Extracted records
◆ ◆ ◆ ◆

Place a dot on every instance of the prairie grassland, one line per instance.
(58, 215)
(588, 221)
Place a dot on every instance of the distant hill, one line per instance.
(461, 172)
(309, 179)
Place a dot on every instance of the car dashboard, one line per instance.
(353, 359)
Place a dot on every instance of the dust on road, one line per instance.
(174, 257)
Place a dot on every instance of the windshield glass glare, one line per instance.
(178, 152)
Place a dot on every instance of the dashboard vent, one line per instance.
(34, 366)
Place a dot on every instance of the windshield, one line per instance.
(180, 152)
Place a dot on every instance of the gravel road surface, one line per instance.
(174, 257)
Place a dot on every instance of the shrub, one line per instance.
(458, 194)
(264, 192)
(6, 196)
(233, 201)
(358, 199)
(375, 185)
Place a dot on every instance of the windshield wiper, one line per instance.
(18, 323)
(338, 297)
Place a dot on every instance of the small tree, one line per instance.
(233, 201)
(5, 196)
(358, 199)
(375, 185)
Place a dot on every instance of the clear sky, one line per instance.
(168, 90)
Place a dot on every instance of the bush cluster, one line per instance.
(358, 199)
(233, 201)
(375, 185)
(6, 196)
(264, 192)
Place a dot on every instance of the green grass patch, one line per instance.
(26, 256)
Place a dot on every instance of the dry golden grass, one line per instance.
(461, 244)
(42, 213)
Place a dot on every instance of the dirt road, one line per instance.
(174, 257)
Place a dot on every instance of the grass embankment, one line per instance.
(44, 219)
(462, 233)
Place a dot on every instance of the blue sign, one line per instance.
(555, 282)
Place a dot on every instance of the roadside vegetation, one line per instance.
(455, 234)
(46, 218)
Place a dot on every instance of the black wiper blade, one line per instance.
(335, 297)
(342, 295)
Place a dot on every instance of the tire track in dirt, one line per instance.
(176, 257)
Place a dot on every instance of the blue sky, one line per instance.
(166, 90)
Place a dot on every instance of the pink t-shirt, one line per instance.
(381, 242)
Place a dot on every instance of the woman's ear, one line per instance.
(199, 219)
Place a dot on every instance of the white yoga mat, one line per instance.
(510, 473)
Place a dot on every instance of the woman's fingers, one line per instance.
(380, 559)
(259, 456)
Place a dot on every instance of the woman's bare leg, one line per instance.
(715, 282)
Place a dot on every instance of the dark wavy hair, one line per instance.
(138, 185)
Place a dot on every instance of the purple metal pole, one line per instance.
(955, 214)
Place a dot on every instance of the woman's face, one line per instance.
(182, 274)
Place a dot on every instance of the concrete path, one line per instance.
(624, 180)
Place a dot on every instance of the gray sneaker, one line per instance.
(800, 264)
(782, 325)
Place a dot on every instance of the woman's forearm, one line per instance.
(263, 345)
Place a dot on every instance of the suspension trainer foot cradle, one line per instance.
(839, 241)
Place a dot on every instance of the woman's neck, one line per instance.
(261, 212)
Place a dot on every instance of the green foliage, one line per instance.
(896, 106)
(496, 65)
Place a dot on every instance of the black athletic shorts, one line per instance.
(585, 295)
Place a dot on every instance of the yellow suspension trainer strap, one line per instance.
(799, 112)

◆ ◆ ◆ ◆

* [REQUEST] Rescale the records from the line containing "Place a dot on every instance of the white" through the final line of the records, repeating every line in order, the requests included. Multiply each point coordinate by 0.35 and round it to a whole number, rounding halves up.

* [SOLUTION TO THE PROBLEM]
Place a dot on every instance of the white yoga mat, one line per instance.
(179, 166)
Place a dot on every instance of the woman's fingers, one line per instance.
(133, 196)
(91, 160)
Place a dot on every instance of the woman's bare leg, one line per instance.
(250, 99)
Place a dot on every instance of the dark wavy hair, one line per instance.
(48, 65)
Place a dot on every instance of the purple metal pole, one line per instance.
(334, 75)
Place a dot on every instance of the woman's face, one line per instance.
(64, 96)
Place a dot on every instance of the concrete path, one line per instance.
(218, 63)
Place a dot on every instance of the gray sneaker, one line per instance.
(280, 92)
(274, 114)
Place a dot on every instance of the woman's forearm, one line per instance.
(92, 121)
Place a dot on every instance of the suspension trainer foot cradle, one line per instance.
(294, 84)
Place a dot on every instance of the woman's neck, one line per instance.
(91, 74)
Place a dot on every instance of the green foliage, one line per instance.
(314, 37)
(174, 23)
Place a dot on every instance of the black athletic shorts, one line per instance.
(205, 103)
Place a dot on every instance of the yellow suspension trainer strap, one line per instance.
(280, 39)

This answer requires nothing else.